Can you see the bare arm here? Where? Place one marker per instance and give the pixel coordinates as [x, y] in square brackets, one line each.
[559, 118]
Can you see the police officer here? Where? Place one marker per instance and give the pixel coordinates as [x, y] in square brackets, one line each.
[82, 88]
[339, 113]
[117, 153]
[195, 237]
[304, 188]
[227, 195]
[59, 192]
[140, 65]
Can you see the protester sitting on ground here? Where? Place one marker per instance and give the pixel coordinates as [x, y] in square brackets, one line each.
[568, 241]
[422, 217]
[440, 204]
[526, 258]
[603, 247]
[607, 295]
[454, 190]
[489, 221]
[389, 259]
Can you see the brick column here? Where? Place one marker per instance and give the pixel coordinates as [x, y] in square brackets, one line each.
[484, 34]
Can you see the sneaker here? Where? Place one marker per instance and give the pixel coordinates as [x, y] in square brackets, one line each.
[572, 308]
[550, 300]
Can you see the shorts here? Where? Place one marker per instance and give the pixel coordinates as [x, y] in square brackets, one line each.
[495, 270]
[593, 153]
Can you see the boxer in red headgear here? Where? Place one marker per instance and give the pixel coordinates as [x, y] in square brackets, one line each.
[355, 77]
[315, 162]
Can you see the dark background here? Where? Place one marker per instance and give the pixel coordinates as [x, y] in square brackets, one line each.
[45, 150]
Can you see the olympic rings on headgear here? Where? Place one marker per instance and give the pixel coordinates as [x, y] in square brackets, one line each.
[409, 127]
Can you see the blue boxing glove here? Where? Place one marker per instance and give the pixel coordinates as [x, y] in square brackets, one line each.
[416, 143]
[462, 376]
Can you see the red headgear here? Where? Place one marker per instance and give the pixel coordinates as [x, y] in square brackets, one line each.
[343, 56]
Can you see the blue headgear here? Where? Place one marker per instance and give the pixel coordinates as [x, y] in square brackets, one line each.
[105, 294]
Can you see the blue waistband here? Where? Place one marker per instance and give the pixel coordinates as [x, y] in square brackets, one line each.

» WHAT IS EXPECTED
The lines to set down, exactly and with both ends included, run from the one containing "Can you see the brick" to the last line of the data above.

» ANSWER BOX
Can you see the brick column here? Where? Place one marker per instance and give the pixel coordinates as [x, y] in square brackets, one line each.
[484, 34]
Can you see the sneaker here? Where? Place one marker per instance and give the pixel coordinates as [x, y] in square brackets, one line each.
[572, 308]
[550, 300]
Can you see the shorts here? Where? Place one marker per instance and give the pixel coordinates as [x, y] in square brackets, one line each.
[495, 270]
[593, 153]
Can you see the boxer in red headgear here? Where? Place one marker per instance and give the pixel coordinates as [x, y] in square brackets, one line each.
[355, 77]
[315, 162]
Can you see the dark background here? Where? Place one marker per instance and give the pixel coordinates as [x, y] in square brackets, one line each.
[45, 150]
Can you see the olympic rings on headgear here? Where? Place one marker per instance and give the pixel coordinates as [x, y] in square brackets, one line each.
[409, 127]
Can you see the blue boxing glove here? Where? Place one marker per instance and give the pixel coordinates as [x, y] in square brackets, one line each.
[416, 143]
[462, 376]
Can you see the red headgear here? Where? Place one marker per instance and give the pixel coordinates as [x, y] in square brackets, one line each.
[343, 56]
Can you see the blue headgear here? Where? Place one marker per instance and give the pixel coordinates as [x, y] in square brackets, one line each.
[105, 294]
Can you see the blue waistband here? Where? Place one marker per instance and give the pixel coordinates as [x, y] in square brackets, one line each.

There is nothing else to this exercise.